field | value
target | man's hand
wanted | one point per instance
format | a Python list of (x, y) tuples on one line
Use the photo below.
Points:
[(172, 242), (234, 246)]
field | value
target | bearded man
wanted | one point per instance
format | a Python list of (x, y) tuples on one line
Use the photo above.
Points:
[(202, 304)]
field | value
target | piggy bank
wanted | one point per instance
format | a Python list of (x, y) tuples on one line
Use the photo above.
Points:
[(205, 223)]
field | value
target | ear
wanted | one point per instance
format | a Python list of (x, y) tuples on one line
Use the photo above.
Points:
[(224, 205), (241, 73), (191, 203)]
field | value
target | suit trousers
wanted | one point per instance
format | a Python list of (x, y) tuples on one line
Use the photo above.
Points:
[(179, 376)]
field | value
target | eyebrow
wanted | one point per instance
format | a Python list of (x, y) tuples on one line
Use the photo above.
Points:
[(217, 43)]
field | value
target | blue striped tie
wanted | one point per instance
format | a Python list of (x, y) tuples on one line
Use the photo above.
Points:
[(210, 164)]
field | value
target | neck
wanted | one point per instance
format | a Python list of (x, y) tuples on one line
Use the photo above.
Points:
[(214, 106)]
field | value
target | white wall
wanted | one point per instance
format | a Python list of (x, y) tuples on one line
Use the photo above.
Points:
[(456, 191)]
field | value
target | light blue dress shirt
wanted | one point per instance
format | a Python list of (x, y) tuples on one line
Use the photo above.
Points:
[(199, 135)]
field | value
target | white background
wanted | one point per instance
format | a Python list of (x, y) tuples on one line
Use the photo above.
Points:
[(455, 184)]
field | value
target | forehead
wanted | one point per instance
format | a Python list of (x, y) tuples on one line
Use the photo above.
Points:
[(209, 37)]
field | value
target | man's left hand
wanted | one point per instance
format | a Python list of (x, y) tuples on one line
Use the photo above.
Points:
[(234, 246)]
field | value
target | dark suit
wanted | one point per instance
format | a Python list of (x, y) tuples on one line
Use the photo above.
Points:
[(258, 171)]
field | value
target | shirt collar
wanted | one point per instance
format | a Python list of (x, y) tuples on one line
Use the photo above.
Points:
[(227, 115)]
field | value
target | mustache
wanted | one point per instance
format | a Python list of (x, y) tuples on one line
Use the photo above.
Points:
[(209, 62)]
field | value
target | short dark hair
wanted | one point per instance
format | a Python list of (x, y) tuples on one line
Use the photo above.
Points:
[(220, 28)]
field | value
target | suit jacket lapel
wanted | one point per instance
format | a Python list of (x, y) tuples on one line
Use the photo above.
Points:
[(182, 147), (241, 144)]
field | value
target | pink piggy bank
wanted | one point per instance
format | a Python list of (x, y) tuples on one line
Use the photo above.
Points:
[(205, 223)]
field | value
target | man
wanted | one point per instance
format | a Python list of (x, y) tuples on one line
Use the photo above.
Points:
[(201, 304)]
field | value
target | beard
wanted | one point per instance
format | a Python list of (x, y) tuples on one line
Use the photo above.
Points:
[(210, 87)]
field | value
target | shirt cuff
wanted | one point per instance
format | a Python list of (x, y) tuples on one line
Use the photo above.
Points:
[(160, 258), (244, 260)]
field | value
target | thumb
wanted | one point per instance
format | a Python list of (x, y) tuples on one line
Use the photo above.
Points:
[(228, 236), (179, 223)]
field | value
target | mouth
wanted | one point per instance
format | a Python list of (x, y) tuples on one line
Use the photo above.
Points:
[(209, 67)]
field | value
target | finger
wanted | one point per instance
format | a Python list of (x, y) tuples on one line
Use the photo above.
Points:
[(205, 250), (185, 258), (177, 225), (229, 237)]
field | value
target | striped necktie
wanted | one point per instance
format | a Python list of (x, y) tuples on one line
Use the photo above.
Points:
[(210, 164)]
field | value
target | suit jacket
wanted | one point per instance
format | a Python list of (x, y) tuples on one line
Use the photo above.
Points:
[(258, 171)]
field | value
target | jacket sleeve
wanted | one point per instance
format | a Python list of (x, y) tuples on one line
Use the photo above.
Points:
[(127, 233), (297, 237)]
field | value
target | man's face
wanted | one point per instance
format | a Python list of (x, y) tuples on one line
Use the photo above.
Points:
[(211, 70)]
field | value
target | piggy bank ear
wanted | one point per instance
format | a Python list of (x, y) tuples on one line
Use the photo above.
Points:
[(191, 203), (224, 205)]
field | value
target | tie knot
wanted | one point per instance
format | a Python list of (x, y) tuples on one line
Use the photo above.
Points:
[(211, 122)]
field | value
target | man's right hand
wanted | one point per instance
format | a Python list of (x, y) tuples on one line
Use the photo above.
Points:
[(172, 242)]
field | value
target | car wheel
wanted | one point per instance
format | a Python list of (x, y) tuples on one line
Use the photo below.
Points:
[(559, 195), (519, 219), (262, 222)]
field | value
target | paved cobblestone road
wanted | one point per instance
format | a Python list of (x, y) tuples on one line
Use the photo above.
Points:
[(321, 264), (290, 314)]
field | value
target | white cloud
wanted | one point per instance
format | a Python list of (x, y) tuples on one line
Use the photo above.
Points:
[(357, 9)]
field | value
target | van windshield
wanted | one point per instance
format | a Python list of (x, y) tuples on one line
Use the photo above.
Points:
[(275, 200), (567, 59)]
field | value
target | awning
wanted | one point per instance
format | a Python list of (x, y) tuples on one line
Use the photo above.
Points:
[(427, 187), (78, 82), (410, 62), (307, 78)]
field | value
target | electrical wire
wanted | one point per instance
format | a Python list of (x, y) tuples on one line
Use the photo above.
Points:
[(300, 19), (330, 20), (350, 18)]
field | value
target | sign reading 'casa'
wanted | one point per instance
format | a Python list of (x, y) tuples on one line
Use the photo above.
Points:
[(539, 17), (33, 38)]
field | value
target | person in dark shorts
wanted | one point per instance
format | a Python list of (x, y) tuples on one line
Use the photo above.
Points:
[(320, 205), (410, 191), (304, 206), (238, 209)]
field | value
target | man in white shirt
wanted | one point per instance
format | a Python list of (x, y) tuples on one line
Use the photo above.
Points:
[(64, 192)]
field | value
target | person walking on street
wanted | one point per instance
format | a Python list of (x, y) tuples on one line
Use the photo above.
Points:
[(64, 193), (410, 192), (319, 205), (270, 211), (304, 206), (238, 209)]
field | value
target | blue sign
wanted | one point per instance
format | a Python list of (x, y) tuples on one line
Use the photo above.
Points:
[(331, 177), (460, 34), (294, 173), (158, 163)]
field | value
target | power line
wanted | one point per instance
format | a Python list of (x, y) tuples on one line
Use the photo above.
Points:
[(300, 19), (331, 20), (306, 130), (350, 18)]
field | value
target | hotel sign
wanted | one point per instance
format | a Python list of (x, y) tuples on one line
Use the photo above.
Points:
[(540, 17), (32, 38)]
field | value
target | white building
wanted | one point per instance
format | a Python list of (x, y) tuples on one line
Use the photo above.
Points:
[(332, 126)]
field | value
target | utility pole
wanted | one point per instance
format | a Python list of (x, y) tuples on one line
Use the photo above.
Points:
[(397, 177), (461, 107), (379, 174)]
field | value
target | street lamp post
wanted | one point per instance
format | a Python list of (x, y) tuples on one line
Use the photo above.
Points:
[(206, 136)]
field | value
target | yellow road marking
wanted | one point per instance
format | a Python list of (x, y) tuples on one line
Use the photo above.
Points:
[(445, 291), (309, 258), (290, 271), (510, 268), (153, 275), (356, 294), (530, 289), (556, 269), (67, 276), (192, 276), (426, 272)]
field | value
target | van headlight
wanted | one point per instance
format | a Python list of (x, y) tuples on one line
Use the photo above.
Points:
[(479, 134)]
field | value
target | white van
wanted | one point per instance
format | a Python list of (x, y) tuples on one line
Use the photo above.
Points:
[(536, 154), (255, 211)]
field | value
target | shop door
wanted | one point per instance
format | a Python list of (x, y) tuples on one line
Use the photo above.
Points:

--*--

DESCRIPTION OF THE TASK:
Turn the records above into a numbered list, with one line of text per item and every blank line left out.

RESULT:
1. field | value
2. target | man's hand
3. wanted | one point per instance
4. format | a Python list of (x, y) tuples on one line
5. Use the photo below.
6. Points:
7. [(172, 242), (234, 246)]
8. field | value
9. target | bearded man
10. wanted | one point per instance
11. format | a Python list of (x, y) tuples on one line
12. Use the photo above.
13. Points:
14. [(202, 304)]
15. field | value
16. target | piggy bank
17. wanted | one point per instance
18. format | a Python list of (x, y) tuples on one line
19. Use the photo above.
20. Points:
21. [(205, 223)]
22. field | value
23. target | ear
24. wanted | one point per instance
25. format | a Python list of (x, y) tuples on one line
26. Use the photo above.
27. Points:
28. [(224, 205), (241, 73), (191, 203)]
29. field | value
30. target | suit trousers
31. wanted | one point per instance
32. format | a Python list of (x, y) tuples on one line
33. Use the photo above.
34. Points:
35. [(179, 376)]
36. field | value
37. target | eyebrow
38. wanted | one point per instance
39. format | a Python list of (x, y) tuples on one line
40. Use the photo above.
41. Points:
42. [(217, 43)]
43. field | value
44. target | blue striped tie
45. wanted | one point per instance
46. format | a Python list of (x, y) tuples on one line
47. Use the photo above.
48. Points:
49. [(210, 164)]
50. field | value
51. target | neck
52. wanted | one point per instance
53. format | a Python list of (x, y) tuples on one line
54. Use the photo above.
55. Points:
56. [(214, 106)]
57. field | value
58. target | white wall
59. wanted | one point per instance
60. format | a Python list of (x, y) tuples on one line
61. Use the photo above.
62. Points:
63. [(456, 191)]
64. field | value
65. target | light blue dress shirt
66. wanted | one point per instance
67. format | a Python list of (x, y) tuples on one line
68. Use the photo above.
69. Points:
70. [(199, 135)]
71. field | value
72. target | white background
73. wanted | one point per instance
74. format | a Python list of (x, y) tuples on one line
75. Use the photo above.
76. Points:
77. [(455, 184)]
78. field | value
79. target | forehead
80. wanted | one point per instance
81. format | a Python list of (x, y) tuples on one line
82. Use the photo above.
83. Points:
84. [(209, 37)]
85. field | value
86. target | man's left hand
87. wanted | one point per instance
88. format | a Python list of (x, y) tuples on one line
89. Use the photo above.
90. Points:
91. [(234, 246)]
92. field | value
93. target | dark suit
94. wanted | one point per instance
95. format | a Python list of (x, y) tuples on one line
96. Use the photo above.
97. Points:
98. [(258, 171)]
99. field | value
100. target | shirt collar
101. wanted | one point per instance
102. format | a Python list of (x, y) tuples on one line
103. Use the photo above.
104. Points:
105. [(227, 115)]
106. field | value
107. target | mustache
108. wanted | one point per instance
109. format | a Python list of (x, y) tuples on one line
110. Use the photo above.
111. Points:
112. [(209, 62)]
113. field | value
114. target | short dark hair
115. wanted | one point per instance
116. format | a Python list of (x, y) tuples on one line
117. Use the photo above.
118. Points:
119. [(220, 28)]
120. field | value
121. target | suit jacket lapel
122. wanted | one point per instance
123. format | a Python list of (x, y) tuples on one line
124. Use the photo above.
125. Points:
126. [(182, 147), (241, 144)]
127. field | value
128. target | pink piggy bank
129. wanted | one point per instance
130. format | a Python list of (x, y) tuples on one line
131. Use the photo above.
132. Points:
133. [(205, 223)]
134. field | value
135. target | man
136. wanted | one point per instance
137. format | a Python list of (x, y) tuples on one line
138. Use the photo above.
139. Points:
140. [(201, 304)]
141. field | value
142. target | beard
143. wanted | one point per instance
144. format | a Python list of (x, y) tuples on one line
145. Use the photo above.
146. Points:
147. [(210, 87)]
148. field | value
149. target | shirt cuff
150. wanted | one point per instance
151. format | a Python list of (x, y) tuples on one line
152. Use the photo above.
153. Points:
154. [(160, 258), (244, 260)]
155. field | value
156. target | thumb
157. wanted | one point per instance
158. format | a Python list of (x, y) tuples on one line
159. Use the photo above.
160. Points:
161. [(228, 236), (179, 223)]
162. field | value
163. target | mouth
164. wanted | one point per instance
165. format | a Python list of (x, y) tuples on one line
166. Use the photo above.
167. Points:
168. [(209, 67)]
169. field | value
170. target | finger
171. wanted | one point per instance
172. format | a Python list of (x, y) tuples on one line
173. Use the photo above.
174. Points:
175. [(205, 250), (185, 258), (177, 225), (229, 237)]
176. field | value
177. target | striped necktie
178. wanted | one point per instance
179. format | a Python list of (x, y) tuples on one line
180. Use the photo above.
181. Points:
182. [(210, 164)]
183. field | value
184. target | suit jacket
185. wanted | one point per instance
186. format | a Python list of (x, y) tuples on one line
187. Use the photo above.
188. Points:
189. [(258, 171)]
190. field | value
191. target | jacket sleeve
192. wanted | one point per instance
193. format | a Python list of (x, y) tuples on one line
194. Use the photo above.
195. Points:
196. [(127, 233), (297, 237)]
197. field | value
198. target | man's face
199. wanted | one point per instance
200. format | a Python list of (x, y) tuples on one line
201. Use the photo above.
202. Points:
203. [(211, 70)]
204. field | value
205. target | piggy bank ear
206. wanted | one point per instance
207. format | a Python list of (x, y) tuples on one line
208. Use the photo above.
209. Points:
210. [(191, 203), (224, 205)]
211. field | value
212. target | tie knot
213. wanted | one point per instance
214. format | a Python list of (x, y) tuples on one line
215. Use the photo above.
216. Points:
217. [(211, 122)]
218. field | value
219. target | man's right hand
220. wanted | one point per instance
221. format | a Python list of (x, y) tuples on one line
222. Use the photo above.
223. Points:
224. [(172, 242)]
225. field | value
226. target | car wheel
227. wanted | one point per instance
228. format | a Python list of (x, y) tuples on one line
229. Use the photo below.
230. Points:
231. [(559, 195), (519, 219), (262, 222)]
232. field | value
233. target | paved cobblestone road
234. wanted | one point per instance
235. format | a Python list of (x, y) tuples on one line
236. Use the photo above.
237. Points:
238. [(321, 264), (290, 314)]
239. field | value
240. target | white cloud
241. wanted | one point per instance
242. format | a Python list of (x, y) tuples on one line
243. Use the photo above.
244. Points:
245. [(357, 9)]
246. field | value
247. target | van windshield
248. wanted | one point per instance
249. format | a Python list of (x, y) tuples on one line
250. Use the photo above.
251. Points:
252. [(275, 200), (567, 59)]
253. field | value
254. target | awning
255. wanted | one point per instance
256. format | a Python list of (x, y) tuples on one line
257. Use the photo above.
258. Points:
259. [(427, 187), (78, 82), (410, 62), (307, 78)]
260. field | value
261. target | electrical wire
262. wanted | one point per instance
263. format | a Python list of (x, y) tuples on one line
264. Use the photo above.
265. Points:
266. [(300, 19), (330, 20), (350, 18)]
267. field | value
268. target | sign reading 'casa'
269. wanted | one point per instance
270. format | a Python list of (x, y) tuples on one line
271. Use the photo above.
272. Points:
273. [(539, 17), (33, 38)]
274. field | value
275. target | person in dark shorts
276. wanted | one point per instance
277. format | a Python list of (x, y) tuples on one line
278. Use the photo above.
279. Points:
280. [(320, 205), (410, 191), (304, 206), (238, 209)]
281. field | value
282. target | man in white shirt
283. wanted | one point per instance
284. format | a Python list of (x, y) tuples on one line
285. Use the photo above.
286. Points:
287. [(64, 192)]
288. field | value
289. target | person walking on street
290. wanted | one point per instance
291. format | a Python list of (x, y) tuples on one line
292. Use the photo above.
293. Points:
294. [(64, 193), (410, 192), (319, 205), (270, 211), (304, 206), (238, 209)]
295. field | value
296. target | blue sign
297. wanted | one point per instance
298. format | a Python list of (x, y) tuples on one line
299. Use the photo above.
300. Points:
301. [(331, 177), (460, 34), (294, 173), (158, 163)]
302. field | value
303. target | power line
304. wanted | one point per instance
305. format | a Python list of (x, y) tuples on one line
306. Use the photo above.
307. Points:
308. [(300, 19), (331, 20), (306, 130), (350, 18)]
309. field | value
310. target | hotel sign
311. wanted | one point per instance
312. format | a Python list of (x, y) tuples on one line
313. Use the photo above.
314. Points:
315. [(540, 17), (32, 38)]
316. field | value
317. target | white building
318. wanted | one point per instance
319. format | a Python list of (x, y) tuples on one line
320. Use the photo above.
321. Points:
322. [(332, 126)]
323. field | value
324. target | utility pole
325. wanted | one point per instance
326. format | a Python list of (x, y) tuples on one line
327. Use the photo above.
328. Points:
329. [(397, 177), (461, 107), (379, 174)]
330. field | value
331. target | street lamp post
332. wanted | one point per instance
333. format | a Python list of (x, y) tuples on one line
334. Use the photo above.
335. Points:
336. [(206, 136)]
337. field | value
338. target | yellow road marking
339. wanted | one point per instance
340. format | a Python list of (x, y) tuples on one line
341. Use the photo above.
342. Points:
343. [(445, 291), (309, 258), (290, 271), (510, 268), (153, 275), (356, 294), (530, 289), (556, 269), (67, 276), (192, 276), (426, 272)]
344. field | value
345. target | van headlight
346. wanted | one point per instance
347. format | a Python list of (x, y) tuples on one line
348. Use the photo above.
349. Points:
350. [(479, 134)]
351. field | value
352. target | white van
353. wanted | one point per instance
354. format | a Python list of (x, y) tuples on one line
355. Use the photo above.
356. Points:
357. [(536, 154), (255, 211)]
358. field | value
359. target | shop door
360. wanted | one point per instance
361. format | a Python list of (x, y) tuples on one line
362. Use the photo above.
363. Points:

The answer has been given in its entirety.